The issue of why and how it is legitimate to use simple numbers-based mathematics in this context is a valid question, dealt with under ([6]). The bottom line is that some math is at the very least valid within certain areas and domains relevant to the questions at hand, and we shall restrict ourselves to such domains. By demonstrating incontrovertible facts, math will enable us to tell apart what can possibly be, and what most definitely cannot be. It will enable us to come closer to an understanding of who or what a Godhead could possibly be, if there is such a thing as a Godhead. It will also help in circumscribing the existential question itself—can there possibly be a Godhead to begin with?

A few guidelines on how mathematics can and should be used is appropriate here, so please bear with me as I briefly set them forth here. Broadly speaking, math can only deal with precisely defined words describing sharply delineated concepts. For instance, should we say that Godhead is love, or compassion, these somewhat fuzzy concepts cannot be readily probed or analyzed by numbers or by math. But should we say that Godhead is infinite love, infinite compassion, then the 'infinite' part of the statement is directly amenable to mathematical analysis: indeed, math is the only tool available in the box that objectively deals, or even can deal, with infinities.

☆ ☆ ☆ ☆ ☆

▸ **Stated task**
In the passage on mathematics and the Godhead, what is math described as the only available tool for objectively dealing with?

▸ **Dataset section**
☆ ☆ ☆ ☆ ☆

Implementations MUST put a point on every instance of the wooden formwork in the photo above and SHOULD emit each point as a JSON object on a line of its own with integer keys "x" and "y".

☆ ☆ ☆ ☆ ☆

▸ **In response**
Infinities.